**Input:**
[start]

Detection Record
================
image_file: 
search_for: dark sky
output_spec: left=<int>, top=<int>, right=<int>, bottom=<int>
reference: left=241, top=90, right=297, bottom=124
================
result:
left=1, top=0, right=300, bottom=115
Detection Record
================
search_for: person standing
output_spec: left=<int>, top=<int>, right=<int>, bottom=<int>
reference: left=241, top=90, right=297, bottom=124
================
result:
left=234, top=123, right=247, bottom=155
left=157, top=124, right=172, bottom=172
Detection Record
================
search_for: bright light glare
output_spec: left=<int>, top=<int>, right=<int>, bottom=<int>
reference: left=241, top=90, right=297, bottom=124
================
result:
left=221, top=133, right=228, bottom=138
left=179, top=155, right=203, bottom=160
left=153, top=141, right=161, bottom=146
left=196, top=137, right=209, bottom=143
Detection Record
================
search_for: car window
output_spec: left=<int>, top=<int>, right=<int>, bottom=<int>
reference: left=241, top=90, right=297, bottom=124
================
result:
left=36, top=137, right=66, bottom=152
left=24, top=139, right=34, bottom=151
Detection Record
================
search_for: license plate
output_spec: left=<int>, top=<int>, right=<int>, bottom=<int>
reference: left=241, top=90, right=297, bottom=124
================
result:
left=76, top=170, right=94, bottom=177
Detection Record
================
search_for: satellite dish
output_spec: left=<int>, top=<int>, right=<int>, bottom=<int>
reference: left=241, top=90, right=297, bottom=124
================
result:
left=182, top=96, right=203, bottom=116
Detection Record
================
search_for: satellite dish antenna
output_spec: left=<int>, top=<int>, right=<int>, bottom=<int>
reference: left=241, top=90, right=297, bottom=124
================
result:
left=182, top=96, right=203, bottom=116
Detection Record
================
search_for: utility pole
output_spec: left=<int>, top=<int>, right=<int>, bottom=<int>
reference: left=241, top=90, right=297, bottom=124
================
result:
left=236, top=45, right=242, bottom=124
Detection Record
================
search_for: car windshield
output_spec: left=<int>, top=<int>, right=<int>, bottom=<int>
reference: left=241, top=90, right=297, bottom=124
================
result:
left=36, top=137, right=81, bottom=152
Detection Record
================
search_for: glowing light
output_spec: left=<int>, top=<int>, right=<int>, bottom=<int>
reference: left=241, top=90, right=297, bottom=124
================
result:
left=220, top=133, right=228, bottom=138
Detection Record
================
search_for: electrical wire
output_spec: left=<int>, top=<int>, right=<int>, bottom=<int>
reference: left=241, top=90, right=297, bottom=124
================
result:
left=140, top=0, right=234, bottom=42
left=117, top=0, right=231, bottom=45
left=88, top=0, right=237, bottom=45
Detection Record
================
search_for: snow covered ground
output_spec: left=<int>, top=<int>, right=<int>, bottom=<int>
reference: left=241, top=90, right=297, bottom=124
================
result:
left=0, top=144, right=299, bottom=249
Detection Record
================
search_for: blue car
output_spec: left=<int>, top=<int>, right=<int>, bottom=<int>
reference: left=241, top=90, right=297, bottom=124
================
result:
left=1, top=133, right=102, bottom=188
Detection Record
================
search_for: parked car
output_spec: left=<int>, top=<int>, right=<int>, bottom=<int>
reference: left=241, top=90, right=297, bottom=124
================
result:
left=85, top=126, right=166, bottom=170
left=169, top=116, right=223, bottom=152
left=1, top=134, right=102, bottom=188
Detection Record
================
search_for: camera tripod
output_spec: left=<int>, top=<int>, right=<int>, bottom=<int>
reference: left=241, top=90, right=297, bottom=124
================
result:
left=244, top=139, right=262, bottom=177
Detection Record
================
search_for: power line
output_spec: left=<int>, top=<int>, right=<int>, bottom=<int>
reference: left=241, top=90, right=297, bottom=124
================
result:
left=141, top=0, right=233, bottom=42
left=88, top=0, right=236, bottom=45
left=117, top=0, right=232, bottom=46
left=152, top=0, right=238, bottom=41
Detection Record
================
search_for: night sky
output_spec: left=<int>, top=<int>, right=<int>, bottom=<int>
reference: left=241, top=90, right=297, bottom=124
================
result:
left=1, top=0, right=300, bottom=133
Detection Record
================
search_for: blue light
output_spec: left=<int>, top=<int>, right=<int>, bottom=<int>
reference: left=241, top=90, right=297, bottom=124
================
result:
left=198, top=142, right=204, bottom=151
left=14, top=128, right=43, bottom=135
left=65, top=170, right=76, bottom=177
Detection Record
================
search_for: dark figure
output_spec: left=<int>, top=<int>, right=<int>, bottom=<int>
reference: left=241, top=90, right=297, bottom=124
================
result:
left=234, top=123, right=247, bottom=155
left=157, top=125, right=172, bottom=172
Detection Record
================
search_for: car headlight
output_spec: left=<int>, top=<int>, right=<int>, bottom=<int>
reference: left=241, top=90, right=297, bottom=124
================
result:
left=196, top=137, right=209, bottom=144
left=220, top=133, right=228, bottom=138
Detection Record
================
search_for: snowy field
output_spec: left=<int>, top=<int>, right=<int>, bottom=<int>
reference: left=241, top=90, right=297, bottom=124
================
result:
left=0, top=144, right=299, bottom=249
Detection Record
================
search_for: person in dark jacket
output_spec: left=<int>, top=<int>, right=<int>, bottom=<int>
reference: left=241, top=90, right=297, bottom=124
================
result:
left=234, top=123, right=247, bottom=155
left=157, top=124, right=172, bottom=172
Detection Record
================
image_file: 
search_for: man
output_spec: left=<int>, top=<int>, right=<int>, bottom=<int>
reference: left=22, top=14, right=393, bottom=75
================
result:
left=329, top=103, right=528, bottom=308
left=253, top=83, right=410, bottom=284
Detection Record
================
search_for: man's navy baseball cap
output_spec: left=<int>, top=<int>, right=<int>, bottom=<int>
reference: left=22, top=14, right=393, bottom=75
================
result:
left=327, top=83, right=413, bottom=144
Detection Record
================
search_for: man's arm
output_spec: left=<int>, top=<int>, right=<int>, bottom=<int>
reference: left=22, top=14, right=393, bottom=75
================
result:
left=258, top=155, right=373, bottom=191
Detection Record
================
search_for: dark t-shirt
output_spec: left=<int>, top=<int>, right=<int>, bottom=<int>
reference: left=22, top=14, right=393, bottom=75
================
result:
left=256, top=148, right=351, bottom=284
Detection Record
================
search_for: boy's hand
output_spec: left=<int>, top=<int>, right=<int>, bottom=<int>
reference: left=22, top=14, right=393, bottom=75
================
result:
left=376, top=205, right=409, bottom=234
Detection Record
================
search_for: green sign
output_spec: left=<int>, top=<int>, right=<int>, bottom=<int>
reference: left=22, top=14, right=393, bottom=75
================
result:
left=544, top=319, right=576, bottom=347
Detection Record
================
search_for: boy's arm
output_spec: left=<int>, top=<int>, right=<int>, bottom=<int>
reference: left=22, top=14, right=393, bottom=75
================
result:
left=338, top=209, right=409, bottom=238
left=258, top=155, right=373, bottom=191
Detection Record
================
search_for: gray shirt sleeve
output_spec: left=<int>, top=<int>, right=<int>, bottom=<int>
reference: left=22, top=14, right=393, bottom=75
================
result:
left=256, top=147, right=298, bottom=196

[end]

**What the task asks:**
Duplicate every one of the lines above, exactly, with nothing added.

**Task response:**
Detection Record
================
image_file: 
search_for: dark sky
output_spec: left=<int>, top=<int>, right=<int>, bottom=<int>
reference: left=241, top=90, right=297, bottom=124
================
result:
left=1, top=0, right=300, bottom=115
Detection Record
================
search_for: person standing
output_spec: left=<int>, top=<int>, right=<int>, bottom=<int>
reference: left=241, top=90, right=297, bottom=124
================
result:
left=234, top=123, right=247, bottom=155
left=157, top=124, right=172, bottom=172
Detection Record
================
search_for: bright light glare
output_spec: left=<int>, top=<int>, right=<int>, bottom=<int>
reference: left=241, top=90, right=297, bottom=124
================
result:
left=221, top=133, right=228, bottom=138
left=179, top=155, right=203, bottom=160
left=153, top=141, right=161, bottom=146
left=196, top=137, right=209, bottom=143
Detection Record
================
search_for: car window
output_spec: left=<int>, top=<int>, right=<int>, bottom=<int>
reference: left=241, top=90, right=297, bottom=124
================
result:
left=36, top=137, right=66, bottom=152
left=24, top=139, right=34, bottom=151
Detection Record
================
search_for: license plate
output_spec: left=<int>, top=<int>, right=<int>, bottom=<int>
reference: left=241, top=90, right=297, bottom=124
================
result:
left=76, top=170, right=94, bottom=177
Detection Record
================
search_for: satellite dish
output_spec: left=<int>, top=<int>, right=<int>, bottom=<int>
reference: left=241, top=90, right=297, bottom=124
================
result:
left=182, top=96, right=203, bottom=116
Detection Record
================
search_for: satellite dish antenna
output_spec: left=<int>, top=<int>, right=<int>, bottom=<int>
reference: left=241, top=90, right=297, bottom=124
================
result:
left=182, top=96, right=203, bottom=116
Detection Record
================
search_for: utility pole
output_spec: left=<int>, top=<int>, right=<int>, bottom=<int>
reference: left=241, top=90, right=297, bottom=124
================
result:
left=236, top=45, right=242, bottom=124
Detection Record
================
search_for: car windshield
output_spec: left=<int>, top=<int>, right=<int>, bottom=<int>
reference: left=241, top=90, right=297, bottom=124
================
result:
left=36, top=137, right=81, bottom=152
Detection Record
================
search_for: glowing light
output_spec: left=<int>, top=<int>, right=<int>, bottom=<int>
reference: left=241, top=90, right=297, bottom=124
================
result:
left=220, top=133, right=228, bottom=138
Detection Record
================
search_for: electrical wire
output_spec: left=<int>, top=<int>, right=<int>, bottom=<int>
reference: left=241, top=90, right=297, bottom=124
================
result:
left=140, top=0, right=234, bottom=42
left=117, top=0, right=231, bottom=45
left=88, top=0, right=237, bottom=45
Detection Record
================
search_for: snow covered ground
output_spec: left=<int>, top=<int>, right=<int>, bottom=<int>
reference: left=241, top=90, right=297, bottom=124
================
result:
left=0, top=144, right=299, bottom=249
Detection Record
================
search_for: blue car
output_spec: left=<int>, top=<int>, right=<int>, bottom=<int>
reference: left=241, top=90, right=297, bottom=124
================
result:
left=1, top=133, right=102, bottom=188
Detection Record
================
search_for: parked car
output_spec: left=<int>, top=<int>, right=<int>, bottom=<int>
reference: left=241, top=90, right=297, bottom=124
================
result:
left=85, top=126, right=166, bottom=170
left=169, top=116, right=223, bottom=152
left=1, top=134, right=102, bottom=188
Detection Record
================
search_for: camera tripod
output_spec: left=<int>, top=<int>, right=<int>, bottom=<int>
reference: left=241, top=90, right=297, bottom=124
================
result:
left=244, top=139, right=262, bottom=177
Detection Record
================
search_for: power line
output_spec: left=<int>, top=<int>, right=<int>, bottom=<int>
reference: left=241, top=90, right=297, bottom=124
================
result:
left=141, top=0, right=233, bottom=42
left=88, top=0, right=236, bottom=45
left=117, top=0, right=232, bottom=46
left=152, top=0, right=238, bottom=41
Detection Record
================
search_for: night sky
output_spec: left=<int>, top=<int>, right=<int>, bottom=<int>
reference: left=241, top=90, right=297, bottom=124
================
result:
left=1, top=0, right=300, bottom=133
Detection Record
================
search_for: blue light
output_spec: left=<int>, top=<int>, right=<int>, bottom=<int>
reference: left=241, top=90, right=297, bottom=124
================
result:
left=198, top=142, right=204, bottom=151
left=14, top=128, right=43, bottom=135
left=65, top=170, right=76, bottom=177
Detection Record
================
search_for: dark figure
output_spec: left=<int>, top=<int>, right=<int>, bottom=<int>
reference: left=241, top=90, right=297, bottom=124
================
result:
left=234, top=123, right=247, bottom=155
left=157, top=125, right=172, bottom=172
Detection Record
================
search_for: car headlight
output_spec: left=<int>, top=<int>, right=<int>, bottom=<int>
reference: left=241, top=90, right=297, bottom=124
================
result:
left=196, top=137, right=209, bottom=144
left=220, top=133, right=228, bottom=138
Detection Record
================
search_for: snowy field
output_spec: left=<int>, top=<int>, right=<int>, bottom=<int>
reference: left=241, top=90, right=297, bottom=124
================
result:
left=0, top=144, right=299, bottom=249
Detection Record
================
search_for: person in dark jacket
output_spec: left=<int>, top=<int>, right=<int>, bottom=<int>
reference: left=241, top=90, right=297, bottom=124
================
result:
left=234, top=123, right=247, bottom=155
left=157, top=124, right=172, bottom=172
Detection Record
================
image_file: 
search_for: man
output_spec: left=<int>, top=<int>, right=<int>, bottom=<int>
reference: left=22, top=14, right=393, bottom=75
================
result:
left=329, top=103, right=528, bottom=308
left=253, top=83, right=410, bottom=284
Detection Record
================
search_for: man's navy baseball cap
output_spec: left=<int>, top=<int>, right=<int>, bottom=<int>
reference: left=22, top=14, right=393, bottom=75
================
result:
left=327, top=83, right=413, bottom=144
Detection Record
================
search_for: man's arm
output_spec: left=<int>, top=<int>, right=<int>, bottom=<int>
reference: left=22, top=14, right=393, bottom=75
================
result:
left=258, top=155, right=373, bottom=191
Detection Record
================
search_for: dark t-shirt
output_spec: left=<int>, top=<int>, right=<int>, bottom=<int>
reference: left=22, top=14, right=393, bottom=75
================
result:
left=256, top=148, right=351, bottom=284
Detection Record
================
search_for: boy's hand
output_spec: left=<int>, top=<int>, right=<int>, bottom=<int>
reference: left=22, top=14, right=393, bottom=75
================
result:
left=376, top=205, right=409, bottom=234
Detection Record
================
search_for: green sign
output_spec: left=<int>, top=<int>, right=<int>, bottom=<int>
reference: left=22, top=14, right=393, bottom=75
================
result:
left=544, top=319, right=576, bottom=347
Detection Record
================
search_for: boy's arm
output_spec: left=<int>, top=<int>, right=<int>, bottom=<int>
reference: left=22, top=14, right=393, bottom=75
================
result:
left=338, top=209, right=409, bottom=238
left=258, top=155, right=373, bottom=191
Detection Record
================
search_for: gray shirt sleeve
output_spec: left=<int>, top=<int>, right=<int>, bottom=<int>
reference: left=22, top=14, right=393, bottom=75
================
result:
left=256, top=147, right=298, bottom=196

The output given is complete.